▶ Supplied material:
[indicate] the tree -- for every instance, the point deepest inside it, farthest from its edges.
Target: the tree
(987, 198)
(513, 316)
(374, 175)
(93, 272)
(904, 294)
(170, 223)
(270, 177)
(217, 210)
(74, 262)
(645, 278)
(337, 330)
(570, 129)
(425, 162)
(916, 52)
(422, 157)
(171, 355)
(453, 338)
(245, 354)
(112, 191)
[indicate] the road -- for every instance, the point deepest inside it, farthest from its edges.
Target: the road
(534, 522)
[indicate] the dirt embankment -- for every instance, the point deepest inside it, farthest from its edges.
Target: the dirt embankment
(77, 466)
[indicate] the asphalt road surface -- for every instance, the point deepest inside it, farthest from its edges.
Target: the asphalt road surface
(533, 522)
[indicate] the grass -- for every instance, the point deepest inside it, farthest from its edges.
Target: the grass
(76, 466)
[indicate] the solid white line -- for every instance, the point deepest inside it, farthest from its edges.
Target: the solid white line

▶ Problem to solve: Repeat the material in full, exactly as it stands.

▶ Solution for this task:
[indicate] the tree -- for every instance, the point deepest inside it, farthest from its edges.
Target: the tree
(987, 198)
(513, 316)
(374, 175)
(93, 272)
(904, 294)
(170, 223)
(270, 177)
(217, 210)
(74, 262)
(645, 278)
(337, 330)
(570, 129)
(425, 162)
(916, 52)
(422, 157)
(171, 355)
(453, 338)
(245, 354)
(112, 191)
[indicate] the road -- for every instance, the point deepest inside it, farthest from its edges.
Target: the road
(534, 522)
[indicate] the dirt embankment -- for every instance, the point deepest inside it, farthest from its edges.
Target: the dirt embankment
(77, 466)
[indicate] the asphalt road surface -- for every instance, the point deepest inside it, farthest from its edges.
Target: the asphalt road surface
(533, 522)
[indicate] the grass -- for every instance, the point deepest inside it, farthest from its edges.
Target: the grass
(76, 466)
[indicate] the solid white line -- for every instance, the point deepest inside it, farthest from its edges.
Target: the solid white line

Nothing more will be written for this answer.